SOURCE EXCERPT ▸

_ _ _ _ _ _ _

For the first time ever, the U.S. Senate scheduled a vote in 1996 on the Employment Non- Discrimination Act, which would have added sexual orientation to the nation’s nondiscrimination laws. (Early versions of the bill did not cover gender identity and expression.)

Edward Feighan of Cleveland served with Mike DeWine in Congress during the 1980s. “Mike DeWine is not a friend of the LGBT community,” he says. (Photo via Facebook)

Feighan, newly out and back in Ohio, called his old colleague from the U.S. House. Advocates knew the Senate vote was going to be close; Vice President Al Gore was on standby in case he needed to break a tie.

Feighan told DeWine why—and for whom—a nondiscrimination law was needed.

“I told him that I was lucky to have a very supportive and loving family,” he recalls. “I told him, ‘This is not going to affect my life, Mike. Nobody is going to fire me. Nobody is going to deny me an apartment.’ But I told him there are a lot of young people in danger because their bosses or landlords suspect—not even know, but suspect—they might be lesbian or gay or bisexual.”

And then Feighan went there. “I said, ‘Mike, you have a lot of children. There could be a statistical chance…’ Before I could finish, Mike DeWine told me he thought the conversation had ended.”

_ _ _ _ _ _ _

EXTRACTED MATERIAL ▸
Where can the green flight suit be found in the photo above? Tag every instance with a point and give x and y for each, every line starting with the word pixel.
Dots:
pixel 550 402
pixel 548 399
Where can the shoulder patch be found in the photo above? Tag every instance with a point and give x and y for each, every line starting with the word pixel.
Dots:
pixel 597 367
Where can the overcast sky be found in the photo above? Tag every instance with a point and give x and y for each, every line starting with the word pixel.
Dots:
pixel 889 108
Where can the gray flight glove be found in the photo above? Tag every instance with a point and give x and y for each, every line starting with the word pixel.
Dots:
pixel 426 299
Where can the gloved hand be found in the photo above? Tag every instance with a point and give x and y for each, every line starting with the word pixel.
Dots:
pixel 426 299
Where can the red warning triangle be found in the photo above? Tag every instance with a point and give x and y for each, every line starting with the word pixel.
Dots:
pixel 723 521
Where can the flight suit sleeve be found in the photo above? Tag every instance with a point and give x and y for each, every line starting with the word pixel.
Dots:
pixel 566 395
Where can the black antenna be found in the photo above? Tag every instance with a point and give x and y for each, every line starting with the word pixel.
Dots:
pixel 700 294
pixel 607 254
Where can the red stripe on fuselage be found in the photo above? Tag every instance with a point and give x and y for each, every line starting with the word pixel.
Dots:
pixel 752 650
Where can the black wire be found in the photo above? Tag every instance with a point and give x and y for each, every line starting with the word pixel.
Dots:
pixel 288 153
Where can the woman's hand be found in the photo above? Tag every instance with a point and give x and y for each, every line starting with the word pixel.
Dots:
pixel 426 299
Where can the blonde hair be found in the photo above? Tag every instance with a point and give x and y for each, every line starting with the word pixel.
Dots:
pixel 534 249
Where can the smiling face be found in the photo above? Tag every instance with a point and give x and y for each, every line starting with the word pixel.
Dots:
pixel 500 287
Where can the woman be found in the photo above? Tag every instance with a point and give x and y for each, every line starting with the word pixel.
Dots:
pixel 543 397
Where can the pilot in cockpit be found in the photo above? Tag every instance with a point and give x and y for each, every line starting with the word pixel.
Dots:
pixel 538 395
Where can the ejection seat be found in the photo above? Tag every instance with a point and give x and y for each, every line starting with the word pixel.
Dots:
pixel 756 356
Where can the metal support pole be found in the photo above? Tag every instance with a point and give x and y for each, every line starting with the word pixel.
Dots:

_ _ _ _ _ _ _

GIVEN REQUEST A ▸ According to the excerpt about the Employment Non-Discrimination Act, who was on standby in case the Senate vote needed a tie broken?
GIVEN REQUEST B ▸ Copy out the entries from their first line through the line holding "pixel 597 367", both ends included.

EXERCISE SOLUTION A ▸ Vice President Al Gore

EXERCISE SOLUTION B ▸
Where can the green flight suit be found in the photo above? Tag every instance with a point and give x and y for each, every line starting with the word pixel.
Dots:
pixel 550 402
pixel 548 399
Where can the shoulder patch be found in the photo above? Tag every instance with a point and give x and y for each, every line starting with the word pixel.
Dots:
pixel 597 367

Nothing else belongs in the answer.